# [Exercise]
Please transcribe the lines of the listing below, from the line with "Where can you see the paper" up to and including the line with "column 457, row 214".
========
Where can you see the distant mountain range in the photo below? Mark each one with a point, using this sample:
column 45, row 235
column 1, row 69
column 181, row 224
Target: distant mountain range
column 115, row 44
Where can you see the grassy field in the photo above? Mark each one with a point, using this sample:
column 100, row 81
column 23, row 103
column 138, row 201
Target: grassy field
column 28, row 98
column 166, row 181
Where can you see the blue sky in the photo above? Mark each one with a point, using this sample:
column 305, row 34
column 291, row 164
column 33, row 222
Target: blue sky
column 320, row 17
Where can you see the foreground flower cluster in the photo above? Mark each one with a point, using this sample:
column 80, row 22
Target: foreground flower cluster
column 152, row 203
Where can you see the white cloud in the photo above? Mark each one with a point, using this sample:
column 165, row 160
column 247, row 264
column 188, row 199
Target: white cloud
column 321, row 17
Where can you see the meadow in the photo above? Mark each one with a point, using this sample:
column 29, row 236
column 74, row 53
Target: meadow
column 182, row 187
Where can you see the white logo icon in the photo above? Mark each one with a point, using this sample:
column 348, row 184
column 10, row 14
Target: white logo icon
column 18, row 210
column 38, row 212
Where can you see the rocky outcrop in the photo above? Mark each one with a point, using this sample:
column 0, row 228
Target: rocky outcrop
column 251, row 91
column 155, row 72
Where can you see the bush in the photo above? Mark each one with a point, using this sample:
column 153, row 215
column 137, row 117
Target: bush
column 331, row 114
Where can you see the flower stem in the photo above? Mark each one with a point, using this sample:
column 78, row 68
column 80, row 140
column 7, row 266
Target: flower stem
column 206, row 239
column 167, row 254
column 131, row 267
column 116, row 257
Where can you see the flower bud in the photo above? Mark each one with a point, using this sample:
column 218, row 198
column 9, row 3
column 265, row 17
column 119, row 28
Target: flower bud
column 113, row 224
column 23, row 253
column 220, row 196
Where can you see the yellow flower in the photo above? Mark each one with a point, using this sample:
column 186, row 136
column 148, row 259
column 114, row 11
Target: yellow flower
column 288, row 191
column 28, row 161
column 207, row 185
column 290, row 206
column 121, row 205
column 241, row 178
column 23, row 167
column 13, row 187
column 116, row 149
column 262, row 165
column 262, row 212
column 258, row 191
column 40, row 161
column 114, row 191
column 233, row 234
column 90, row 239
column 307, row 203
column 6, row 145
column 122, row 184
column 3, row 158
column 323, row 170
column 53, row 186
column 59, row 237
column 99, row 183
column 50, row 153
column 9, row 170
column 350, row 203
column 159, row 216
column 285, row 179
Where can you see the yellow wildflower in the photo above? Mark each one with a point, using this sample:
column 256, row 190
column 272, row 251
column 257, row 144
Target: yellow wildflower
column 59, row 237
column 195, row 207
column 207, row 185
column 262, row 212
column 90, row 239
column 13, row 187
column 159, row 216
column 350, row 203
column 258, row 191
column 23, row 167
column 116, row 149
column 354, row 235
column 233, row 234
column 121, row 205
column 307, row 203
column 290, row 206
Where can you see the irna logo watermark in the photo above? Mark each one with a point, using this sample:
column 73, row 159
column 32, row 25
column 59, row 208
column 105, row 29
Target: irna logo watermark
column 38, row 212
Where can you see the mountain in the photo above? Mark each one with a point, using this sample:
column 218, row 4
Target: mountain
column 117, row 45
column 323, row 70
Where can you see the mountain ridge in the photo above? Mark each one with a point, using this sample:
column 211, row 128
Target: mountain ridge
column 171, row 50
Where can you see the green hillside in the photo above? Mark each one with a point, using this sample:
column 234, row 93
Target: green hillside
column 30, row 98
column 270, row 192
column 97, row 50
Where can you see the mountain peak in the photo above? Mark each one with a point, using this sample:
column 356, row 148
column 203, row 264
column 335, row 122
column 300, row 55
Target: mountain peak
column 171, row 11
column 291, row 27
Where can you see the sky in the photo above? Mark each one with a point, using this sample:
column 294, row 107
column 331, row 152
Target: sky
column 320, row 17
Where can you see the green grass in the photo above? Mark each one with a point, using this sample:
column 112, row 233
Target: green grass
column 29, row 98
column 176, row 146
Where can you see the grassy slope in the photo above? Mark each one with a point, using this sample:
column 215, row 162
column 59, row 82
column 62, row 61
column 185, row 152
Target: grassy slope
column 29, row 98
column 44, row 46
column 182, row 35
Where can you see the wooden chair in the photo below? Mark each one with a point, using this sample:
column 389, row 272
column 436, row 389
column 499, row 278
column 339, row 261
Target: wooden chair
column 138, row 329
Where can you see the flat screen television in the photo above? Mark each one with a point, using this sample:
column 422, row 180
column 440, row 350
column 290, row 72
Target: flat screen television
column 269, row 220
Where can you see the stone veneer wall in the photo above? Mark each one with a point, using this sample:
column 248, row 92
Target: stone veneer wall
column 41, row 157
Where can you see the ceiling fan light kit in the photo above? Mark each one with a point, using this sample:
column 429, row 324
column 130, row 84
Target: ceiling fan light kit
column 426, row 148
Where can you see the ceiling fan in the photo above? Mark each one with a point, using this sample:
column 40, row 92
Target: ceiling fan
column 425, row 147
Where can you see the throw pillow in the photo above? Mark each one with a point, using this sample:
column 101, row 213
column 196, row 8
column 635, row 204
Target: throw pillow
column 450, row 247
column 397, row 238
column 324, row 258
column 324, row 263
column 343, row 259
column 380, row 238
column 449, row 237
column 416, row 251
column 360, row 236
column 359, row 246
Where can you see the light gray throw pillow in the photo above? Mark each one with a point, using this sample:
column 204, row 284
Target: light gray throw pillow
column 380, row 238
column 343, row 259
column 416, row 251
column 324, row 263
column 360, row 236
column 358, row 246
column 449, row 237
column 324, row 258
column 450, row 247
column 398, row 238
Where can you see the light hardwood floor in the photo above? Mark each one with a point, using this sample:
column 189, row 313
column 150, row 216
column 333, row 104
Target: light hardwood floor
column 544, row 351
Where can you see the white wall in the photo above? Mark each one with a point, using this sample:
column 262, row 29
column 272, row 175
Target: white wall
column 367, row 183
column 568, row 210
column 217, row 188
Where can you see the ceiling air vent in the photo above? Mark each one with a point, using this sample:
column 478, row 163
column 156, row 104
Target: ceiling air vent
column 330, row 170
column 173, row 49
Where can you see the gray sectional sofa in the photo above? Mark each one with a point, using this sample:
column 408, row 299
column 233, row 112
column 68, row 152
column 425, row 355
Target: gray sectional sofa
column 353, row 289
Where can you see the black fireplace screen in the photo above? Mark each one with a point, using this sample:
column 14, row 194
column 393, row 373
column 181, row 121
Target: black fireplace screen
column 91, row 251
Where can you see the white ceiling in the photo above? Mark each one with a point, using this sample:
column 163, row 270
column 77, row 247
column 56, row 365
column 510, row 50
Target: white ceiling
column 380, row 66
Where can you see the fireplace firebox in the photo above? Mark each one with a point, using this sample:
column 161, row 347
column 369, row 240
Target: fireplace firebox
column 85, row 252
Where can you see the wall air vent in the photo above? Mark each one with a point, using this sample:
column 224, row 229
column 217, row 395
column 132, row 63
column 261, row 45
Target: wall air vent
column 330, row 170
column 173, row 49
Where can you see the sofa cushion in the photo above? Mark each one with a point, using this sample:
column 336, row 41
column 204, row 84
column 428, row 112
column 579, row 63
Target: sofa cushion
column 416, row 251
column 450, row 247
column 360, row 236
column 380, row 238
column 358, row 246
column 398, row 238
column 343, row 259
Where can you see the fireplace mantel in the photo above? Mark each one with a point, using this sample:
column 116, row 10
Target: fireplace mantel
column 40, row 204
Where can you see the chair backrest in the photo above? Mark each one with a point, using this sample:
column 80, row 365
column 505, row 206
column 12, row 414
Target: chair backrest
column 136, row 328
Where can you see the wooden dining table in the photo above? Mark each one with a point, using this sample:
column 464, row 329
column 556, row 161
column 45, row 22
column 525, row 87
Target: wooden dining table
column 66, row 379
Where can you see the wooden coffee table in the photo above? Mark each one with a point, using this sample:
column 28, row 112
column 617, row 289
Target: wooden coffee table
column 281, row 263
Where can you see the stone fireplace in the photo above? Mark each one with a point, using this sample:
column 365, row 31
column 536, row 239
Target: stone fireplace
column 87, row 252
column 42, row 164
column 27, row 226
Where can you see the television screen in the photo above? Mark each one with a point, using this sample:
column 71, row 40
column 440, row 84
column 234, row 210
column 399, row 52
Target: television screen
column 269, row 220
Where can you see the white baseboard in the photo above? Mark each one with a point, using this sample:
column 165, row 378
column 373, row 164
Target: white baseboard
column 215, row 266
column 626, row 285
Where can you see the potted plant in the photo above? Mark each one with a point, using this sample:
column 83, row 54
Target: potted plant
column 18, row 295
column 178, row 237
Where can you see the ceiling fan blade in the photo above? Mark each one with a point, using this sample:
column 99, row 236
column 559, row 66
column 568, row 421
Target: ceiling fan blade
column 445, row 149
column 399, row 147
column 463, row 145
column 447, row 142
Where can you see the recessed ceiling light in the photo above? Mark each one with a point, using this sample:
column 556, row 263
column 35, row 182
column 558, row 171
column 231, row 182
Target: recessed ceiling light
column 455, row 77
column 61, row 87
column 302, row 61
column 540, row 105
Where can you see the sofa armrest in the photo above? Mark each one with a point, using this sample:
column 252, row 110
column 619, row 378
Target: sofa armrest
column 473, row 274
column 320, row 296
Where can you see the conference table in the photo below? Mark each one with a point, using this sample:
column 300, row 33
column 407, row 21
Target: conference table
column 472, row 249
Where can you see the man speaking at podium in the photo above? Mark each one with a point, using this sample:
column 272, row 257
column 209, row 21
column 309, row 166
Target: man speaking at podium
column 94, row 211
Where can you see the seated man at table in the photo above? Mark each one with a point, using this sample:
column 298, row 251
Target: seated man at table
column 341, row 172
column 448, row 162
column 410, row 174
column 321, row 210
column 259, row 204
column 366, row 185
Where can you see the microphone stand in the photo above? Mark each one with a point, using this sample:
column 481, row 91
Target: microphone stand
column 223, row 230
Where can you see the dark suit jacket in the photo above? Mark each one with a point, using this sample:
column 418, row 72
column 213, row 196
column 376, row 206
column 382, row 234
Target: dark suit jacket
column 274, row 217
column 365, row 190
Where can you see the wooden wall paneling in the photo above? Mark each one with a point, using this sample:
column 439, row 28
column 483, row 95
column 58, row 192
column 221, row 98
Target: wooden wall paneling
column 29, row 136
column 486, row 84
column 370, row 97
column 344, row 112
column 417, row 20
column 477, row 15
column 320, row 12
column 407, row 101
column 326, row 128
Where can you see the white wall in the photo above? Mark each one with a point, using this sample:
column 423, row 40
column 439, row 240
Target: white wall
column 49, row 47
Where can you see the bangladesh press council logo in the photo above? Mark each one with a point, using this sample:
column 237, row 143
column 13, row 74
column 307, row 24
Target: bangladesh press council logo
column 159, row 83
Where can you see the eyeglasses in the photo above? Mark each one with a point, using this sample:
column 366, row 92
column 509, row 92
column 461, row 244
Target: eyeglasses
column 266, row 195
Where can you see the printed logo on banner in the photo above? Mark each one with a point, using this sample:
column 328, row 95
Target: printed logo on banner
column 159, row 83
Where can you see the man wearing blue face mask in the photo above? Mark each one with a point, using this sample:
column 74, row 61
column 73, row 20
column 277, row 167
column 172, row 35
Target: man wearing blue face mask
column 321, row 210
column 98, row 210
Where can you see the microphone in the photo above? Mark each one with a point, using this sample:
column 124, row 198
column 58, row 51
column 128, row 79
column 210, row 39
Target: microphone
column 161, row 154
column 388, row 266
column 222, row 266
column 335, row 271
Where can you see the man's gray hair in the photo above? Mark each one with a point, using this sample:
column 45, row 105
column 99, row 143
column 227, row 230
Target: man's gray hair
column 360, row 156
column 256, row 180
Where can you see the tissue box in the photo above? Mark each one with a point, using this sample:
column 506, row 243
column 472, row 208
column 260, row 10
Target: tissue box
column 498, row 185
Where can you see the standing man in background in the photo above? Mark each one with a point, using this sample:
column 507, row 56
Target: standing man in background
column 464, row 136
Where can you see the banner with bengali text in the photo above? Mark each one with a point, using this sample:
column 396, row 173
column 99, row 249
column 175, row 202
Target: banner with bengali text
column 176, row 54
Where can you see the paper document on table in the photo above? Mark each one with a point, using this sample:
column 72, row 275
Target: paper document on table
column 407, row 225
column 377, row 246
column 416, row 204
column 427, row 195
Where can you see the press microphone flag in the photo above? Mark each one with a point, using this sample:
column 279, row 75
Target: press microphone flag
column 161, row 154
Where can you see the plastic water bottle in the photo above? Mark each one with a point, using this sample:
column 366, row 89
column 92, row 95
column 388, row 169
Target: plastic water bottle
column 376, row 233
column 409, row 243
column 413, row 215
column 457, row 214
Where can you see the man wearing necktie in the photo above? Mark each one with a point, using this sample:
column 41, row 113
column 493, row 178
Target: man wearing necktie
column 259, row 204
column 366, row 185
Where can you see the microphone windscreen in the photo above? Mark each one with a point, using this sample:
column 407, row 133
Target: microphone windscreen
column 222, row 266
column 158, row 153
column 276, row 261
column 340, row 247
========
# [Exercise answer]
Where can you see the paper document on table in the photo above? Mark each one with a point, using this sample:
column 72, row 275
Target: paper document on table
column 407, row 225
column 377, row 246
column 416, row 204
column 427, row 195
Where can you see the press microphone flag in the photo above? Mark each one with a point, using this sample:
column 279, row 75
Target: press microphone flag
column 161, row 154
Where can you see the plastic water bottle in the photo above? Mark each one with a point, using this sample:
column 366, row 89
column 92, row 95
column 388, row 169
Target: plastic water bottle
column 376, row 233
column 409, row 243
column 413, row 215
column 457, row 214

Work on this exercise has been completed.